*Verilen Metin*
Davalı … vekili cevap dilekçesinde özetle; müvekkilinin aracın sürücüsü olduğu iddiasına dayanak olarak Kayseri 10. Asliye Ceza Mahkemesi’nin 2017/544 Esas 2018/76 Karar sayılı kararının gösterildiğini, bu dosya incelendiğinde davacı …’ın sanık olarak yargılanırken müvekkilinin dosyaya tanık olarak katıldığını, meydana gelen kazada müvekkilinin meydana gelen kazada kusurunun olmadığını, davacı tarafın iyi niyetli olmadığını belirterek davaya konu olan trafik kazasında aracın sevk ve idaresindeki müvekkilinde olmadığından davanın reddine karar verilmesini talep etmiştir.
Davalı … A.Ş. (Eski unvanı: … A.Ş.) vekili cevap dilekçesinde özetle; dava konu … plaka sayılı aracın müvekkili şirket nezdinde … poliçe nolu zorunlu mali sorumluluk sigortası ile teminat altına alındığını, müvekkili şirketin davacıya ait olan dava konusu … plakalı aracın karayolları zorunlu mali sorumluluk sigortacısı olduğunu, müvekkili şirket sigortalısı olan davacının taleplerinin teminat dışı olduğunu, öncelikle sigortalı olan davacının işleten konumunda olduğu ve zarar gören üçüncü kişi konumunda olmadığından davanın reddi gerektiğini belirterek haksız ve mesnetsiz davanın esastan reddine, yargılama masrafları ve vekalet ücretinin karşı tarafa yükletilmesine karar verilmesini talep etmiştir.

*Veri Kesitleri*
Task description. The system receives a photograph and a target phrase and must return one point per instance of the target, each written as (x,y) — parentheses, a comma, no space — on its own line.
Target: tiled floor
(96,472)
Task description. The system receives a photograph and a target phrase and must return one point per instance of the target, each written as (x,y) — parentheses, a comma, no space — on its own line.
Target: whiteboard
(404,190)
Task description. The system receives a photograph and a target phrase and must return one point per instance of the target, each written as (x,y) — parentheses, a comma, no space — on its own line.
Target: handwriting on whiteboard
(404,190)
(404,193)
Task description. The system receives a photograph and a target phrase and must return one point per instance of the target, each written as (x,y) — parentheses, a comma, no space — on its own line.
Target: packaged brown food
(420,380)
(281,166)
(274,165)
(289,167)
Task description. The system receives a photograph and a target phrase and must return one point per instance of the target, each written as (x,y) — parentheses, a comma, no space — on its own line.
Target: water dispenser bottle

*Yönerge*
Verilen metnin tamamını tek bir harfini bile değiştirmeden alıntıla. Liste, verilen metinle hiçbir bağlantı taşımaz.

*Sorunun Yanıtı*
Davalı … vekili cevap dilekçesinde özetle; müvekkilinin aracın sürücüsü olduğu iddiasına dayanak olarak Kayseri 10. Asliye Ceza Mahkemesi’nin 2017/544 Esas 2018/76 Karar sayılı kararının gösterildiğini, bu dosya incelendiğinde davacı …’ın sanık olarak yargılanırken müvekkilinin dosyaya tanık olarak katıldığını, meydana gelen kazada müvekkilinin meydana gelen kazada kusurunun olmadığını, davacı tarafın iyi niyetli olmadığını belirterek davaya konu olan trafik kazasında aracın sevk ve idaresindeki müvekkilinde olmadığından davanın reddine karar verilmesini talep etmiştir.
Davalı … A.Ş. (Eski unvanı: … A.Ş.) vekili cevap dilekçesinde özetle; dava konu … plaka sayılı aracın müvekkili şirket nezdinde … poliçe nolu zorunlu mali sorumluluk sigortası ile teminat altına alındığını, müvekkili şirketin davacıya ait olan dava konusu … plakalı aracın karayolları zorunlu mali sorumluluk sigortacısı olduğunu, müvekkili şirket sigortalısı olan davacının taleplerinin teminat dışı olduğunu, öncelikle sigortalı olan davacının işleten konumunda olduğu ve zarar gören üçüncü kişi konumunda olmadığından davanın reddi gerektiğini belirterek haksız ve mesnetsiz davanın esastan reddine, yargılama masrafları ve vekalet ücretinin karşı tarafa yükletilmesine karar verilmesini talep etmiştir.